(Entries on locating named things)
-=-=-=-=-
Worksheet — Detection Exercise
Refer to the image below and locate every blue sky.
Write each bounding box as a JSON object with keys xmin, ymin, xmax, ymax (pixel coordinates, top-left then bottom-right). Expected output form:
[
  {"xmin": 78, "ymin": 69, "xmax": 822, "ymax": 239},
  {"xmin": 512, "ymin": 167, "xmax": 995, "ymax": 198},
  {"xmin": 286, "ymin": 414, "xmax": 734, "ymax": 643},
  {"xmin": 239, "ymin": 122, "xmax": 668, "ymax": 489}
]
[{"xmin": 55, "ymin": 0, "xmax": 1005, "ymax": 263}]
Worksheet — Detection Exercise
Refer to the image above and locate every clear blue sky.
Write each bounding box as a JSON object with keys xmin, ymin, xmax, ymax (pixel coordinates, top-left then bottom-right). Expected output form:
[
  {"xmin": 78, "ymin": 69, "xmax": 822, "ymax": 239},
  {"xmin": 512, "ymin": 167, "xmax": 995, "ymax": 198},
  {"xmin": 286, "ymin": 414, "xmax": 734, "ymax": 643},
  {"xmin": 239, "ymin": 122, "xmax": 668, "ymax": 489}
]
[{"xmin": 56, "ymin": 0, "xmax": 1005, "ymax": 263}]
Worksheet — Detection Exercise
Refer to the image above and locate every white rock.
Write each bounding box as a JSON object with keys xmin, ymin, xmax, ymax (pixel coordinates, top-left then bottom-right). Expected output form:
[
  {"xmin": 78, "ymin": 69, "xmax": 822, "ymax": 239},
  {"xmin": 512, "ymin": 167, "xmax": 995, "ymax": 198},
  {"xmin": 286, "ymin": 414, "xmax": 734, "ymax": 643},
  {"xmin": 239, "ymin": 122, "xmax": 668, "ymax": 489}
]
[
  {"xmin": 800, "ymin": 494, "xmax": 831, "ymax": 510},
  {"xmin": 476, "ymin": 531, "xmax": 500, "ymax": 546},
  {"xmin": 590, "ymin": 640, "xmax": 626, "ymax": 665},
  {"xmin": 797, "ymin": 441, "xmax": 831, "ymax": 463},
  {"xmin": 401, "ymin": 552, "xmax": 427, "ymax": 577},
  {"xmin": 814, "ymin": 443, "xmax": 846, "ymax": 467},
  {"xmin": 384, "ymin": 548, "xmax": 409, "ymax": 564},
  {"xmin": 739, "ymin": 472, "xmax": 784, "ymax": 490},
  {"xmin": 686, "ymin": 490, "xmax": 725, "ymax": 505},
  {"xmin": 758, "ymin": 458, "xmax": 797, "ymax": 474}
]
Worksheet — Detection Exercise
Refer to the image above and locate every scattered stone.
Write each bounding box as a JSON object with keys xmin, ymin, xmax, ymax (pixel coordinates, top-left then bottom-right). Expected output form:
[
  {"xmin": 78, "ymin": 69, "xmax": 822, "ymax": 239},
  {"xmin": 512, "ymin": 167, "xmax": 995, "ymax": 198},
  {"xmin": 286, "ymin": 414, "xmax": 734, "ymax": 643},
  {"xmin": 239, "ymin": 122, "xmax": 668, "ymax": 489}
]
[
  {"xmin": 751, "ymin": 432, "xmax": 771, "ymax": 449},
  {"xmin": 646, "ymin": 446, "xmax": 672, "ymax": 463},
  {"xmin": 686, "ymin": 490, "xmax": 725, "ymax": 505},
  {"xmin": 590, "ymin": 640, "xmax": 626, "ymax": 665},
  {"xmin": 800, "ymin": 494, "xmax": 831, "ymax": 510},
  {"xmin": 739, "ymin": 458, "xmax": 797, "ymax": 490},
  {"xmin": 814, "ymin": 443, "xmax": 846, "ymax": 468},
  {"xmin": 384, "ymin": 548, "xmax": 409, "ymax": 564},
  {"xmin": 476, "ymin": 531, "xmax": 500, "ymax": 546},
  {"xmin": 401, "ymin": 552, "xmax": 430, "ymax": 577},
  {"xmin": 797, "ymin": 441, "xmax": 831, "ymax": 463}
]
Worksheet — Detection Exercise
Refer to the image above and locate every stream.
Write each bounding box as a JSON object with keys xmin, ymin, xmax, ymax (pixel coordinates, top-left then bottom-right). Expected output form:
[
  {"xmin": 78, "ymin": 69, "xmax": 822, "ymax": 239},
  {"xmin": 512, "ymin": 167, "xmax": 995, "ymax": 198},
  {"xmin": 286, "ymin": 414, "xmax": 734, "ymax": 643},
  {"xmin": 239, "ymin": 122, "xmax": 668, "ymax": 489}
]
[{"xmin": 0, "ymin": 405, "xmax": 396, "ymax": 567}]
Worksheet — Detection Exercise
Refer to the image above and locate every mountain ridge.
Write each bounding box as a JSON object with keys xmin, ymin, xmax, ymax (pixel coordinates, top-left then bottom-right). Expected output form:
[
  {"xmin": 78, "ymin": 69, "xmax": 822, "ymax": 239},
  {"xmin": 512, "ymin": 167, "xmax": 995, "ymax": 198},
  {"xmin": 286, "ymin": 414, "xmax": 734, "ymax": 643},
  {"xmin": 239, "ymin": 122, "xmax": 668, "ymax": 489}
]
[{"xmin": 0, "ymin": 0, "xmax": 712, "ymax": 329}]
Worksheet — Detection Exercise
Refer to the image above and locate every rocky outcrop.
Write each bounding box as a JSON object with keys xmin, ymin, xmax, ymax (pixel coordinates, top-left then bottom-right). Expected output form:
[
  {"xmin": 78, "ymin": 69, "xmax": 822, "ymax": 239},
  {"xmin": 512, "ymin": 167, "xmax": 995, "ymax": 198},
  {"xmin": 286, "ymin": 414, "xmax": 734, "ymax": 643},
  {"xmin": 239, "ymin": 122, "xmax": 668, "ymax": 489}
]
-=-=-=-=-
→ Objective
From the listing above, reproduce all the lines exactly.

→ Exercise result
Worksheet — Detection Exercise
Refer to the image below and locate every blue sky.
Write each bounding box as a JSON object with keys xmin, ymin, xmax, ymax (pixel coordinates, top-left then bottom-right). Expected output form:
[
  {"xmin": 78, "ymin": 69, "xmax": 822, "ymax": 239},
  {"xmin": 512, "ymin": 167, "xmax": 995, "ymax": 198},
  {"xmin": 286, "ymin": 414, "xmax": 734, "ymax": 643},
  {"xmin": 239, "ymin": 122, "xmax": 668, "ymax": 489}
]
[{"xmin": 55, "ymin": 0, "xmax": 1005, "ymax": 263}]
Worksheet — Detection Exercise
Refer to the image above and locate every clear blue sky.
Write each bounding box as a JSON object with keys xmin, ymin, xmax, ymax (pixel coordinates, top-left then bottom-right). Expected output form:
[
  {"xmin": 78, "ymin": 69, "xmax": 822, "ymax": 239},
  {"xmin": 512, "ymin": 167, "xmax": 995, "ymax": 198},
  {"xmin": 286, "ymin": 414, "xmax": 734, "ymax": 643},
  {"xmin": 239, "ymin": 122, "xmax": 668, "ymax": 489}
]
[{"xmin": 56, "ymin": 0, "xmax": 1005, "ymax": 263}]
Worksheet — Detection Exercise
Refer to the image above and locate every white rock.
Write each bounding box as a JSON object with keys xmin, ymin, xmax, ymax (pixel coordinates, top-left then bottom-right). Expected output form:
[
  {"xmin": 78, "ymin": 69, "xmax": 822, "ymax": 239},
  {"xmin": 512, "ymin": 167, "xmax": 995, "ymax": 198},
  {"xmin": 286, "ymin": 414, "xmax": 734, "ymax": 643},
  {"xmin": 239, "ymin": 122, "xmax": 668, "ymax": 489}
]
[
  {"xmin": 800, "ymin": 494, "xmax": 831, "ymax": 510},
  {"xmin": 476, "ymin": 531, "xmax": 500, "ymax": 546},
  {"xmin": 590, "ymin": 640, "xmax": 626, "ymax": 665},
  {"xmin": 797, "ymin": 441, "xmax": 831, "ymax": 463},
  {"xmin": 401, "ymin": 552, "xmax": 427, "ymax": 577},
  {"xmin": 814, "ymin": 443, "xmax": 846, "ymax": 467},
  {"xmin": 384, "ymin": 548, "xmax": 409, "ymax": 564},
  {"xmin": 739, "ymin": 472, "xmax": 784, "ymax": 490},
  {"xmin": 686, "ymin": 490, "xmax": 725, "ymax": 505},
  {"xmin": 758, "ymin": 458, "xmax": 797, "ymax": 474}
]
Worksheet — Detection Exercise
Refer to the image above and locate every scattered stone.
Write each bounding box as a JSON object with keys xmin, ymin, xmax, ymax (pixel coordinates, top-left then bottom-right). Expected output form:
[
  {"xmin": 78, "ymin": 69, "xmax": 822, "ymax": 239},
  {"xmin": 512, "ymin": 167, "xmax": 995, "ymax": 198},
  {"xmin": 286, "ymin": 414, "xmax": 734, "ymax": 643},
  {"xmin": 239, "ymin": 122, "xmax": 668, "ymax": 489}
]
[
  {"xmin": 751, "ymin": 432, "xmax": 771, "ymax": 449},
  {"xmin": 646, "ymin": 446, "xmax": 672, "ymax": 463},
  {"xmin": 686, "ymin": 490, "xmax": 725, "ymax": 505},
  {"xmin": 590, "ymin": 640, "xmax": 626, "ymax": 665},
  {"xmin": 800, "ymin": 494, "xmax": 831, "ymax": 510},
  {"xmin": 739, "ymin": 458, "xmax": 797, "ymax": 490},
  {"xmin": 814, "ymin": 443, "xmax": 846, "ymax": 468},
  {"xmin": 384, "ymin": 548, "xmax": 409, "ymax": 564},
  {"xmin": 476, "ymin": 531, "xmax": 500, "ymax": 546},
  {"xmin": 401, "ymin": 552, "xmax": 430, "ymax": 577},
  {"xmin": 797, "ymin": 441, "xmax": 831, "ymax": 463}
]
Worksheet — Detection Exercise
Refer to the image above and locate every stream.
Write each bounding box as a JSON object with keys xmin, ymin, xmax, ymax (pixel coordinates, top-left then bottom-right). Expected output form:
[
  {"xmin": 78, "ymin": 69, "xmax": 822, "ymax": 239},
  {"xmin": 512, "ymin": 167, "xmax": 995, "ymax": 198},
  {"xmin": 286, "ymin": 414, "xmax": 734, "ymax": 643},
  {"xmin": 239, "ymin": 122, "xmax": 668, "ymax": 489}
]
[{"xmin": 0, "ymin": 405, "xmax": 396, "ymax": 567}]
Worksheet — Detection Exercise
Refer to the image above and locate every mountain ridge.
Write each bounding box as a JSON object with keys xmin, ymin, xmax, ymax (pixel coordinates, top-left then bottom-right). Expected output form:
[
  {"xmin": 78, "ymin": 69, "xmax": 822, "ymax": 239},
  {"xmin": 512, "ymin": 167, "xmax": 995, "ymax": 198},
  {"xmin": 286, "ymin": 414, "xmax": 734, "ymax": 643},
  {"xmin": 239, "ymin": 122, "xmax": 668, "ymax": 489}
]
[{"xmin": 0, "ymin": 0, "xmax": 712, "ymax": 329}]
Worksheet — Detection Exercise
Refer to the image above and locate every rocky outcrop.
Write each bounding box as a JSON object with keys xmin, ymin, xmax, ymax (pixel coordinates, top-left then bottom-right). Expected output form:
[
  {"xmin": 78, "ymin": 69, "xmax": 822, "ymax": 239},
  {"xmin": 512, "ymin": 167, "xmax": 995, "ymax": 198},
  {"xmin": 286, "ymin": 414, "xmax": 734, "ymax": 643},
  {"xmin": 239, "ymin": 122, "xmax": 668, "ymax": 489}
]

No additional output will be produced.